Rewrite the entries as a numbered list, beginning with the line that contains "Point to the dry steppe field." and running through the last line of the entries, inclusive. Leave out any blank lines.
+++ Task input
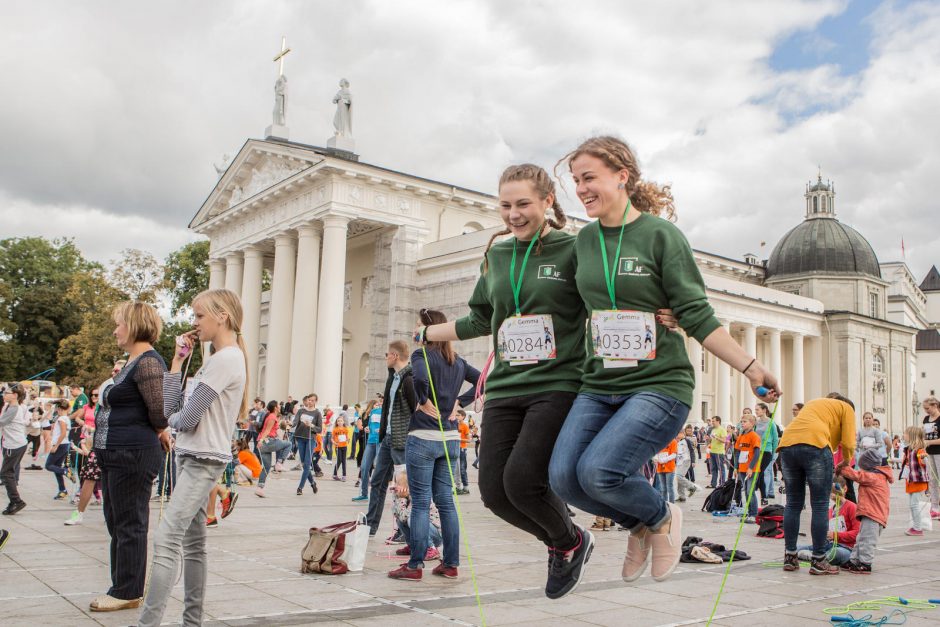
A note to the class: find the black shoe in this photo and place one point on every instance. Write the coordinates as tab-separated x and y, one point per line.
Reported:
566	568
12	508
821	566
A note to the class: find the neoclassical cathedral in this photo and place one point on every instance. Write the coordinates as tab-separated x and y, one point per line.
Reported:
333	257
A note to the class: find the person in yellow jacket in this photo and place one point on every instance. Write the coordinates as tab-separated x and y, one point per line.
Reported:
806	450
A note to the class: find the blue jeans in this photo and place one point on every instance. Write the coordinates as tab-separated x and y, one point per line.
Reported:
805	464
305	448
597	463
385	459
430	477
368	458
717	463
665	483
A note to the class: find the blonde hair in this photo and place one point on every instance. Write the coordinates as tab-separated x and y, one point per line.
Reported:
142	321
646	196
543	185
219	302
915	438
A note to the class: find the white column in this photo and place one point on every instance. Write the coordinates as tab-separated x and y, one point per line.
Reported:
775	361
277	366
216	274
797	386
234	272
723	400
329	351
695	356
307	287
251	307
813	386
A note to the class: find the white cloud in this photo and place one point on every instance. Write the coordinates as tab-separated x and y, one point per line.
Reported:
124	108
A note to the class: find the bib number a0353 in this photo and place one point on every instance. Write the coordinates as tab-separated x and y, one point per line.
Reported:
526	339
622	335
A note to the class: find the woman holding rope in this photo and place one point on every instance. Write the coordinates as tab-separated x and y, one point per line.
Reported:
636	388
528	394
432	448
204	426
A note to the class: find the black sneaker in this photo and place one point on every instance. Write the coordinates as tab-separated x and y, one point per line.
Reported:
565	568
821	566
12	508
857	568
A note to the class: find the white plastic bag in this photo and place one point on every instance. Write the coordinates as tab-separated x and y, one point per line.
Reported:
357	544
926	524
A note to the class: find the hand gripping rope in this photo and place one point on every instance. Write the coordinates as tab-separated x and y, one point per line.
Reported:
453	487
750	493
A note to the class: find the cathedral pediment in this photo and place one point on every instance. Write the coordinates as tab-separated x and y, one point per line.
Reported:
259	166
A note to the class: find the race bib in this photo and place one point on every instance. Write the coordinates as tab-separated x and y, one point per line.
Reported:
526	339
623	336
837	524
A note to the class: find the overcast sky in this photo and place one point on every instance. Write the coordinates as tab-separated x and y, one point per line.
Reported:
112	113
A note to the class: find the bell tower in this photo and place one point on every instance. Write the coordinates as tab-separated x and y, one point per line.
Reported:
820	198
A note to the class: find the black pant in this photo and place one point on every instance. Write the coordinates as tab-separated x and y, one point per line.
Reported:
520	435
9	472
127	479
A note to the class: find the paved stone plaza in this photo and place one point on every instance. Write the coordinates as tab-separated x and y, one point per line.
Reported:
49	572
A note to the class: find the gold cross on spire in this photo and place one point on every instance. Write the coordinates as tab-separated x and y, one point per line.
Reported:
281	55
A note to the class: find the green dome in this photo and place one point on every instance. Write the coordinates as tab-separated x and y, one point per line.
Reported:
823	246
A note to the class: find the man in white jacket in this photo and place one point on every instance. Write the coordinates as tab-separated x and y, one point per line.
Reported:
13	420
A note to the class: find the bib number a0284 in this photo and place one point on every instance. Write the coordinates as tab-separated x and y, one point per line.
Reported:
526	339
623	335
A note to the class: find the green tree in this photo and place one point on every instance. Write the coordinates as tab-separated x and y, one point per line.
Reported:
86	356
186	272
138	274
36	313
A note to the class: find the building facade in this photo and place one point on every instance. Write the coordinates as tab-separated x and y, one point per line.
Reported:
354	250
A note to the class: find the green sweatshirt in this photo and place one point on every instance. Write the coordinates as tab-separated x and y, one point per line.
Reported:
548	287
655	270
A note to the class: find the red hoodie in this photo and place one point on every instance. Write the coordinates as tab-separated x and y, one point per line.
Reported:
852	526
874	495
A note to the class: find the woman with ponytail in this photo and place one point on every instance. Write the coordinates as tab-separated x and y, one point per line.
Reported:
637	382
204	426
527	282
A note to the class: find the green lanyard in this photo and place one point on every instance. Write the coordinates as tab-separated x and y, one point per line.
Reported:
517	287
610	273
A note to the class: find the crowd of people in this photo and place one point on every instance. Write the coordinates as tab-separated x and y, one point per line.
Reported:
594	420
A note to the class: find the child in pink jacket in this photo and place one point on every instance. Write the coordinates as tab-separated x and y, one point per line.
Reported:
874	497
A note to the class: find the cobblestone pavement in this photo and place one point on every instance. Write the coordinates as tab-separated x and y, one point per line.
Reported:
49	572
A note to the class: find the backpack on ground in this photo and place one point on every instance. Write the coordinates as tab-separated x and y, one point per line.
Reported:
720	498
770	521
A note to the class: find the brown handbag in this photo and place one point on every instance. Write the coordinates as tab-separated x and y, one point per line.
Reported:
325	548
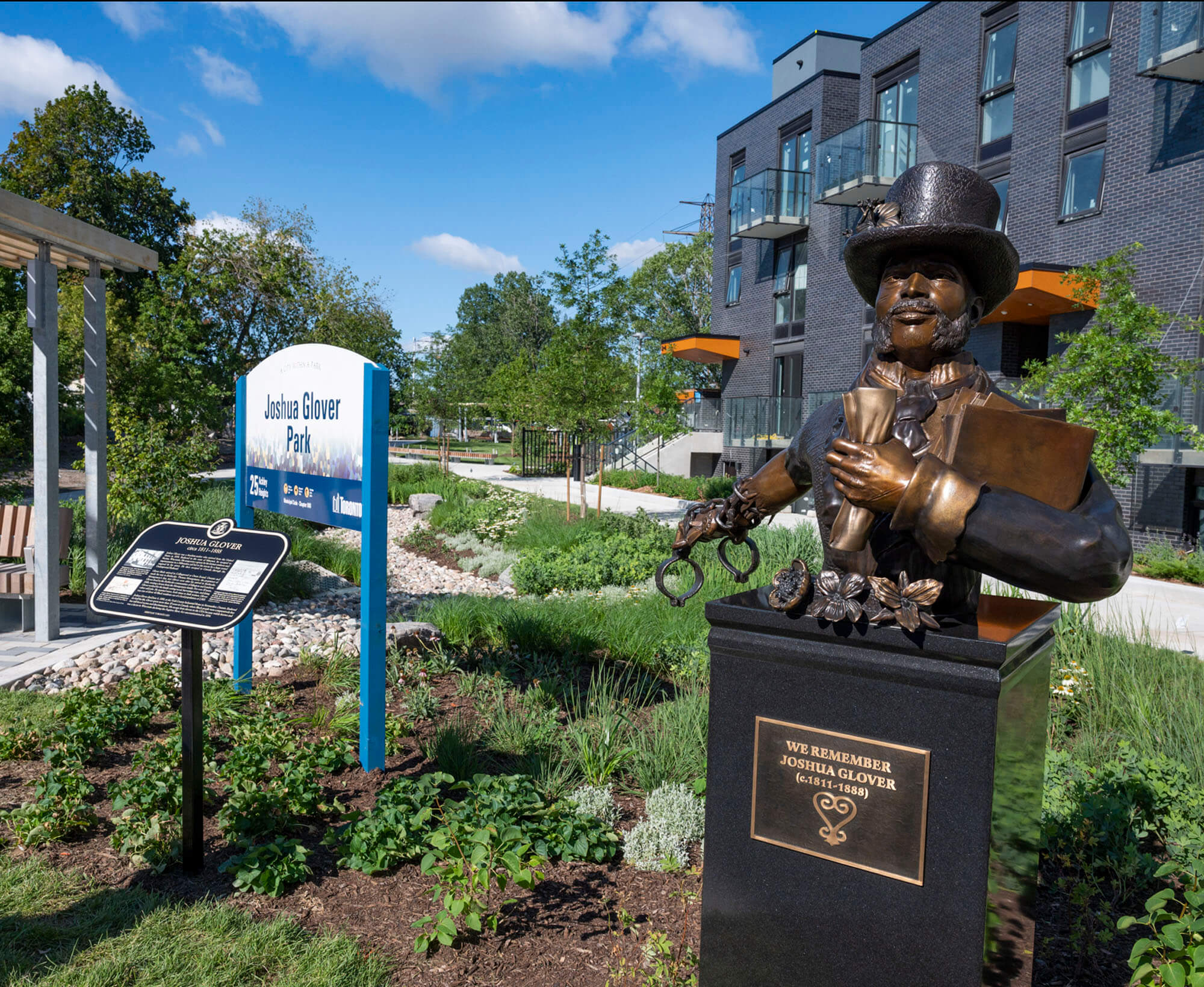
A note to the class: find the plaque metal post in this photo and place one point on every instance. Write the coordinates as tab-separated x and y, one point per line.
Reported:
192	747
373	565
244	517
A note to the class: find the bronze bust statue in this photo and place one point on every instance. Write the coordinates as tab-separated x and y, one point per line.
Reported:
932	264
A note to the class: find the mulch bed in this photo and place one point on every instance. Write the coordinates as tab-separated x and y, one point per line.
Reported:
557	936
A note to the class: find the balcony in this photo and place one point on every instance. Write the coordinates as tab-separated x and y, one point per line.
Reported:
864	161
704	416
763	423
1172	42
771	204
1187	399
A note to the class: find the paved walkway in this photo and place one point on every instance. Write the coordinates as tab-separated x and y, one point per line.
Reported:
1170	614
21	655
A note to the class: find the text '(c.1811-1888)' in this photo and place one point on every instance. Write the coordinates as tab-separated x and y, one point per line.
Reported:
852	800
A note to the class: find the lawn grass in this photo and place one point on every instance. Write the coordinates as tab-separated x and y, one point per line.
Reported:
61	930
32	710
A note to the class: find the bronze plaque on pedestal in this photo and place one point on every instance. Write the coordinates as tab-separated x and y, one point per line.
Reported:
852	800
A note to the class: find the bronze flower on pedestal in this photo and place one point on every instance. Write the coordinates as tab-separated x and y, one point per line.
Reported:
836	596
790	587
907	602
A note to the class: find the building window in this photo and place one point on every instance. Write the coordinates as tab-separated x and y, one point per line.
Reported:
1001	187
1090	61
1090	25
790	285
898	104
788	374
999	94
737	205
1084	182
734	285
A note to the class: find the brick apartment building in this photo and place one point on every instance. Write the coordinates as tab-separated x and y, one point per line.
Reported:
1089	119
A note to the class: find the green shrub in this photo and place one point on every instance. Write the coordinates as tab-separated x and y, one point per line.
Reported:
687	488
672	747
597	801
269	868
493	513
1173	954
660	842
1162	560
598	560
151	841
152	471
58	811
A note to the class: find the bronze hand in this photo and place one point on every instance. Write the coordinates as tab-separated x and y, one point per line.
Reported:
874	477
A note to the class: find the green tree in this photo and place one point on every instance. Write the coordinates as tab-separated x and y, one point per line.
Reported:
670	295
583	377
79	157
1113	375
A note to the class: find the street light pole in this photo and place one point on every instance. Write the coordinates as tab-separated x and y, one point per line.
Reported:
640	353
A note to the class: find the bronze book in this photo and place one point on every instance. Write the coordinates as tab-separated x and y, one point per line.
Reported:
1040	456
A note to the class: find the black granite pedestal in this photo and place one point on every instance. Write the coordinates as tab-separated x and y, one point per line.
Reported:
874	799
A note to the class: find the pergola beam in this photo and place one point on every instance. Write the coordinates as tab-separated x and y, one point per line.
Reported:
33	222
43	314
96	433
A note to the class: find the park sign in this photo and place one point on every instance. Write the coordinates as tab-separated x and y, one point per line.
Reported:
205	577
312	441
305	435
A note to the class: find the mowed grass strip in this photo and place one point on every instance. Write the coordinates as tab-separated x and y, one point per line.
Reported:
61	930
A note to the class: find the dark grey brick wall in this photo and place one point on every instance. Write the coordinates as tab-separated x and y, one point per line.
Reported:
1154	186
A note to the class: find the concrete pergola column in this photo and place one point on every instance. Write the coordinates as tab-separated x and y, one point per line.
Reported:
43	314
96	432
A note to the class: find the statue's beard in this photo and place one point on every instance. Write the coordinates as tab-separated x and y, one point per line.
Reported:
949	338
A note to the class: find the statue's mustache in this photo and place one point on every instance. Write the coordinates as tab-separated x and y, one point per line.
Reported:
914	306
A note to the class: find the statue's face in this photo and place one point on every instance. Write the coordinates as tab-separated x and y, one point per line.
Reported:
920	298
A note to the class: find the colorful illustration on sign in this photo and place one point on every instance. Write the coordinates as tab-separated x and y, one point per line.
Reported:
305	435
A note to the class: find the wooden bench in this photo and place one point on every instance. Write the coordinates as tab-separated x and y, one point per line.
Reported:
17	542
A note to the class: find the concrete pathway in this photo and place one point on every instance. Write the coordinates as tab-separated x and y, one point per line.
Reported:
21	655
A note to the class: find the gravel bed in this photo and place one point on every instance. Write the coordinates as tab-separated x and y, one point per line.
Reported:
281	630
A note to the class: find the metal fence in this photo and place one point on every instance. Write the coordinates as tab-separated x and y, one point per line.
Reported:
548	453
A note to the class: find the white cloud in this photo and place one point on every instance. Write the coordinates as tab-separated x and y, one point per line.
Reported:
699	36
222	78
135	20
211	128
633	251
188	144
414	48
457	252
220	223
34	70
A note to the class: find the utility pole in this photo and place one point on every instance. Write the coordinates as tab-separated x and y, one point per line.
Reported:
706	217
640	354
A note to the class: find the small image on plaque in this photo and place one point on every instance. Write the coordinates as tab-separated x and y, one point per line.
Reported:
241	578
123	586
852	800
144	559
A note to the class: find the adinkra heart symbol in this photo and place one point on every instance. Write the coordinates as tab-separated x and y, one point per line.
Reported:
825	803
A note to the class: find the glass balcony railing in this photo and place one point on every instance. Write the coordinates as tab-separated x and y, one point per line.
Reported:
1172	42
704	416
1187	399
771	204
763	423
864	161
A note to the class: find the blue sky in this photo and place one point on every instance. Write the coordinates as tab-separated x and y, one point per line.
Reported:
434	145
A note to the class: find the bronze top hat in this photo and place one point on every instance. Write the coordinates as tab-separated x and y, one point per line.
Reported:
940	208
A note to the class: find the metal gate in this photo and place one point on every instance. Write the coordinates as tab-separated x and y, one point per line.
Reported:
547	454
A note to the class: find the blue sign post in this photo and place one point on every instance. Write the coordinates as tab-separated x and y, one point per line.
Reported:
374	546
312	441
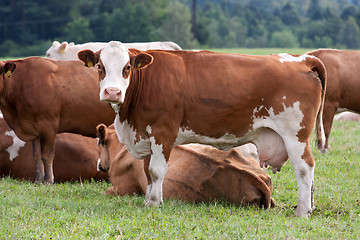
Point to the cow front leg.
(157, 170)
(39, 175)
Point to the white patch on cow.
(249, 150)
(114, 57)
(287, 124)
(157, 170)
(285, 57)
(138, 148)
(227, 141)
(13, 150)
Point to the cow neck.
(132, 96)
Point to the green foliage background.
(29, 27)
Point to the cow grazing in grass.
(68, 51)
(76, 157)
(167, 98)
(343, 84)
(41, 97)
(196, 173)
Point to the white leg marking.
(304, 176)
(157, 170)
(13, 150)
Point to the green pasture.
(80, 210)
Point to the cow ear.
(89, 57)
(63, 46)
(101, 130)
(141, 60)
(8, 69)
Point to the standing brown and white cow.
(196, 173)
(343, 87)
(167, 98)
(43, 97)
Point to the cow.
(196, 173)
(347, 116)
(68, 51)
(343, 85)
(76, 157)
(42, 97)
(168, 98)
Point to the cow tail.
(317, 66)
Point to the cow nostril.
(112, 94)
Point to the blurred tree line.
(29, 27)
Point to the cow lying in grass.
(196, 173)
(169, 98)
(41, 97)
(76, 157)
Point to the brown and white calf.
(343, 84)
(195, 173)
(76, 157)
(41, 97)
(168, 98)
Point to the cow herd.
(143, 100)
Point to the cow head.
(57, 50)
(115, 64)
(6, 71)
(102, 134)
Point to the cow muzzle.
(112, 95)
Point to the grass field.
(82, 211)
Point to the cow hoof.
(151, 203)
(37, 181)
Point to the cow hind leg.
(47, 156)
(157, 170)
(303, 164)
(39, 176)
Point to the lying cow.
(68, 51)
(347, 116)
(76, 157)
(167, 98)
(43, 97)
(343, 85)
(195, 173)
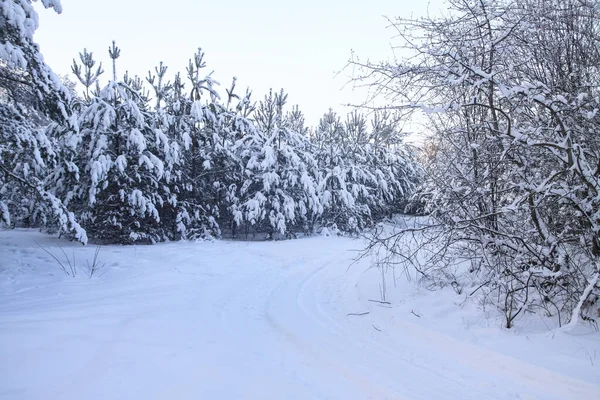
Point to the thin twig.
(382, 302)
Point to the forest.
(506, 182)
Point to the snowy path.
(243, 321)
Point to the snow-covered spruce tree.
(340, 210)
(364, 175)
(33, 104)
(279, 193)
(122, 178)
(206, 131)
(513, 187)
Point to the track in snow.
(230, 321)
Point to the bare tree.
(513, 186)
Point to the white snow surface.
(262, 320)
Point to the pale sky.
(298, 46)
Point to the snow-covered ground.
(262, 320)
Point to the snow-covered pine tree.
(341, 178)
(123, 189)
(33, 103)
(279, 190)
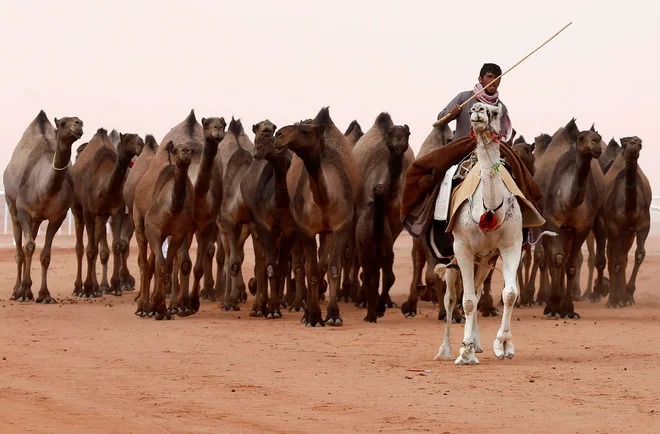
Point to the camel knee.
(28, 248)
(509, 295)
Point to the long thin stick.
(445, 118)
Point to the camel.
(266, 196)
(235, 152)
(487, 224)
(322, 183)
(99, 174)
(208, 198)
(39, 186)
(626, 213)
(353, 132)
(383, 156)
(572, 182)
(421, 253)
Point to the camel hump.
(150, 142)
(191, 121)
(384, 122)
(235, 127)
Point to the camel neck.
(179, 188)
(394, 169)
(60, 164)
(488, 155)
(279, 179)
(580, 180)
(631, 184)
(203, 182)
(317, 182)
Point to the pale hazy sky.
(140, 66)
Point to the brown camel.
(322, 183)
(235, 153)
(572, 182)
(626, 213)
(99, 174)
(208, 198)
(421, 254)
(265, 193)
(353, 132)
(382, 156)
(38, 187)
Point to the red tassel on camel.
(488, 221)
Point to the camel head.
(214, 129)
(69, 129)
(485, 117)
(588, 144)
(180, 155)
(301, 138)
(397, 139)
(631, 147)
(130, 145)
(264, 140)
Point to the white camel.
(490, 221)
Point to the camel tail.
(380, 192)
(544, 233)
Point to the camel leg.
(451, 295)
(29, 232)
(618, 246)
(465, 259)
(571, 268)
(503, 345)
(115, 280)
(591, 265)
(287, 240)
(640, 254)
(312, 316)
(184, 265)
(260, 305)
(104, 255)
(127, 282)
(146, 261)
(220, 279)
(91, 253)
(601, 285)
(80, 248)
(338, 242)
(44, 294)
(409, 307)
(204, 241)
(486, 306)
(233, 261)
(209, 283)
(20, 256)
(298, 266)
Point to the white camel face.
(483, 116)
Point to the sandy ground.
(92, 366)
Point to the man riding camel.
(423, 178)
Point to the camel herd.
(291, 187)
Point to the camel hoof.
(46, 300)
(408, 311)
(491, 313)
(444, 353)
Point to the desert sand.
(93, 366)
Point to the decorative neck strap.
(63, 168)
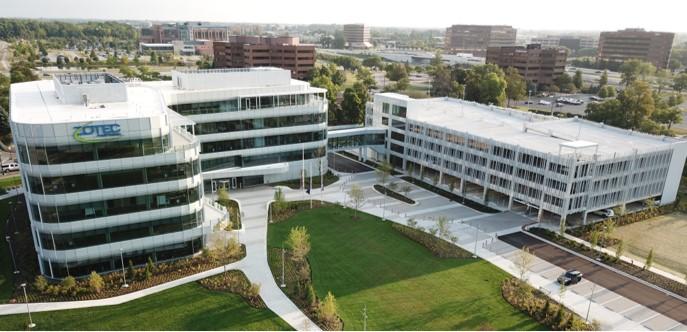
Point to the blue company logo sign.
(88, 133)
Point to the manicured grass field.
(366, 262)
(6, 284)
(665, 234)
(187, 307)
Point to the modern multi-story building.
(540, 66)
(476, 39)
(561, 168)
(255, 125)
(108, 174)
(254, 51)
(622, 45)
(357, 36)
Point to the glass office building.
(108, 174)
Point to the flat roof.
(37, 102)
(529, 130)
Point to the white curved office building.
(108, 174)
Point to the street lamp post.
(121, 257)
(589, 306)
(14, 262)
(283, 283)
(26, 299)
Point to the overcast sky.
(660, 15)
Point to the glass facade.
(263, 141)
(139, 257)
(112, 207)
(64, 154)
(245, 103)
(114, 179)
(263, 159)
(259, 123)
(119, 233)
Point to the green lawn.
(6, 284)
(187, 307)
(367, 262)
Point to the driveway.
(648, 297)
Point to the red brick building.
(254, 51)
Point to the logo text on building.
(91, 133)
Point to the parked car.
(10, 167)
(606, 213)
(570, 277)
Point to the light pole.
(14, 262)
(474, 255)
(121, 256)
(283, 284)
(586, 318)
(26, 299)
(365, 318)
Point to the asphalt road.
(343, 164)
(633, 290)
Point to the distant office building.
(537, 65)
(200, 31)
(156, 47)
(476, 39)
(253, 51)
(622, 45)
(546, 42)
(160, 34)
(357, 36)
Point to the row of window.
(245, 103)
(63, 154)
(104, 180)
(106, 235)
(260, 123)
(264, 159)
(263, 141)
(83, 267)
(113, 207)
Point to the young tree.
(523, 262)
(328, 311)
(357, 196)
(594, 238)
(299, 243)
(649, 259)
(406, 189)
(603, 80)
(620, 249)
(515, 85)
(95, 282)
(442, 226)
(40, 283)
(577, 79)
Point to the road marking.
(650, 318)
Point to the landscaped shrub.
(538, 306)
(389, 192)
(71, 289)
(236, 282)
(439, 247)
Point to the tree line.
(64, 34)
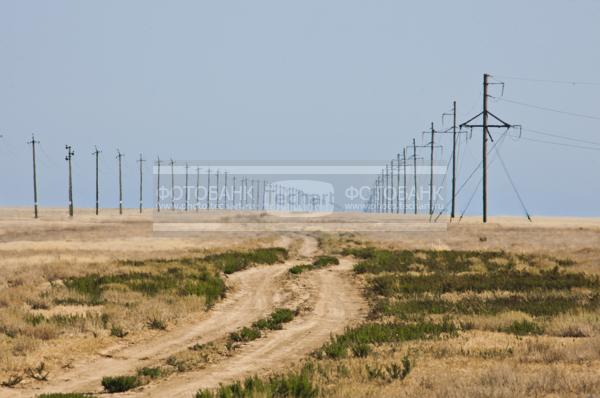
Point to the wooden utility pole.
(197, 188)
(141, 160)
(431, 172)
(485, 126)
(218, 193)
(186, 186)
(96, 154)
(70, 154)
(158, 185)
(35, 204)
(485, 133)
(208, 189)
(233, 193)
(226, 194)
(119, 157)
(404, 172)
(415, 172)
(172, 185)
(453, 160)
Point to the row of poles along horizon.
(381, 201)
(246, 199)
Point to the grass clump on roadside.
(523, 328)
(375, 261)
(355, 339)
(114, 384)
(535, 304)
(518, 281)
(274, 322)
(295, 384)
(320, 262)
(232, 261)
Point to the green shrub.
(361, 350)
(152, 373)
(289, 385)
(276, 320)
(377, 333)
(535, 303)
(245, 334)
(118, 331)
(522, 328)
(233, 261)
(156, 323)
(120, 383)
(298, 269)
(323, 261)
(521, 281)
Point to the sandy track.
(256, 291)
(335, 301)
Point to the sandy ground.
(333, 299)
(330, 297)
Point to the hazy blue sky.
(338, 79)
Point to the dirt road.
(334, 300)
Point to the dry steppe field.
(104, 306)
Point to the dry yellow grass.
(38, 254)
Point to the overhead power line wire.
++++++
**Exercise response:**
1. Point to the dry steppe field.
2. (104, 306)
3. Point to the dry yellow grass.
4. (38, 254)
5. Point to the overhead power line wire.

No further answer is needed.